**What the exercise asks:**
Rewrite the lines of the entries below, replacing "photograph" with "image" and leaving everything else unchanged. Omit the pictures from your answer.
#### Input for this task
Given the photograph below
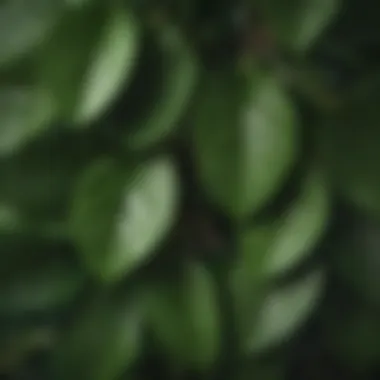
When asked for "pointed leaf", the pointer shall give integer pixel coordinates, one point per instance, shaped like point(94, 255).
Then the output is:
point(283, 312)
point(185, 320)
point(120, 214)
point(245, 140)
point(111, 66)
########
**Exercise response:**
Given the image below
When asked for "pointed leaf", the pointer shall give integer pixel coordinates, one point per instance, shaped like point(94, 255).
Then the output is:
point(283, 312)
point(185, 320)
point(120, 214)
point(245, 140)
point(111, 66)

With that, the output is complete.